**Complete the following:**
a - According to the article on workers quitting their jobs in 2021, what was the quit rate among leisure and hospitality workers in April?
b - Continue the article on workers quitting their jobs in 2021, picking up after its final sentence.

More workers are quitting their jobs in 2021 than in any year since the U.S. Bureau of Labor Statistics (USBLS) started tracking this data 21 years ago in its Job Openings and Labor Turnover Survey.
The quits level and rate increased in April to 4 million workers, or 2.7%, according to the latest data from USBLS. The industries where the most employees quit their jobs included retail trade (106,000), professional and business services (94,000), and transportation, warehousing, and utilities (49,000). More workers quit their jobs in the South (3.1%) than in the Northeast (1.9%).
In the leisure and hospitality industry that includes restaurants and hotels, short-staffed employers are competing against one another by offering higher wages to job applicants. Not surprisingly, more than 740,000 leisure and hospitality workers quit their jobs in in April for a quit rate of 5.3% percent.
Total separations, which besides voluntary quits also includes layoffs, discharges and other separations such as retirements and deaths, increased to 5.8 million in April.
According to HR Dive, burnout may be the reason more workers are quitting their jobs. A survey by the executive coaching firm Challenger, Gray & Christmas noted this month that employees who work remotely and those who work on-site are all feeling stressed out from their jobs.

**Supplied information:**
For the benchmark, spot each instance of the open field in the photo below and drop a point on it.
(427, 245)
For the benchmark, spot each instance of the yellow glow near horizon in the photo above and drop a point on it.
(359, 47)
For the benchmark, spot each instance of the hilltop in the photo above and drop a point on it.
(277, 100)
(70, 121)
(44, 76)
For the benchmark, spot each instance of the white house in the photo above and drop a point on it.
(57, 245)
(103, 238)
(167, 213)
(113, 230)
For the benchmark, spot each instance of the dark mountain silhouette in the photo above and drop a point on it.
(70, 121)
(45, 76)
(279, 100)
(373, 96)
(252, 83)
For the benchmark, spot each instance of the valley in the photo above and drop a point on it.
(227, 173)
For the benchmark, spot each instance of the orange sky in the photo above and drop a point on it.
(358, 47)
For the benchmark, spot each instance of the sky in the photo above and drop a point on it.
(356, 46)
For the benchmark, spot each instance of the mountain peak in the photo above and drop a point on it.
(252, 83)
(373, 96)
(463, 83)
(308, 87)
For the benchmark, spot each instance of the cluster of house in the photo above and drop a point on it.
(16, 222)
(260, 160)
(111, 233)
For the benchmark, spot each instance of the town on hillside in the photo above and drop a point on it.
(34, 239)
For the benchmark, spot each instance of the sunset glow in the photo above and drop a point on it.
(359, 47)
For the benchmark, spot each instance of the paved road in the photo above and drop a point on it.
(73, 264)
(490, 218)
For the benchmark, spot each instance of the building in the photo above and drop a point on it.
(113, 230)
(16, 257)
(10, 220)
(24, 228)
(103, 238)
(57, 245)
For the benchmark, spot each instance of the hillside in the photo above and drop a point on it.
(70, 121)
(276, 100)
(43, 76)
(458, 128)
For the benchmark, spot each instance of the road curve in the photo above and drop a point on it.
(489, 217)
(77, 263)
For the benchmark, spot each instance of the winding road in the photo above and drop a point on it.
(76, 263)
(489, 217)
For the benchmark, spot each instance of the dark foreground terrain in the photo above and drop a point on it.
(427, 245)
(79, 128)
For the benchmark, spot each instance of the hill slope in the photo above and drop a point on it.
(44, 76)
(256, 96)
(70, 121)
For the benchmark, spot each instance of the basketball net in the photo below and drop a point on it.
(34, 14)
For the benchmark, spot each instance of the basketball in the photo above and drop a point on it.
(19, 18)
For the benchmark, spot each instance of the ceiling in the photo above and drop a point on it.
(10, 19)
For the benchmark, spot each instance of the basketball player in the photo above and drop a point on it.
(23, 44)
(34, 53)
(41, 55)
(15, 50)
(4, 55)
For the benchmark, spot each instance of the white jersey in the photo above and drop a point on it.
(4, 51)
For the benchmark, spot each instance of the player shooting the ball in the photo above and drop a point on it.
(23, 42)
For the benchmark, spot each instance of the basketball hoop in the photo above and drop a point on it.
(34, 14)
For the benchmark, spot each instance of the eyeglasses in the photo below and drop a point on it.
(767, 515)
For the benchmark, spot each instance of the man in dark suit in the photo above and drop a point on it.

**Answers per task:**
a - 5.3%

b -
Andrew Challenger, the senior vice president of global outplacement at Challenger, Gray & Christmas, told HR Dive: “Some workers may find new jobs simply to take an extended period of time off between the end of their former jobs and the start of the new ones.”
Workers may feel compelled to take extended time off so that they qualify for unemployment benefits. This arrangement may be more appealing than clocking in every day, because working during the pandemic can harm one’s mental health, HR Dive says.
“Considering the link between emotional well-being and retention, mental health continues to be a worthwhile investment for employers,” writes HR Dive columnist Caroline Colvin.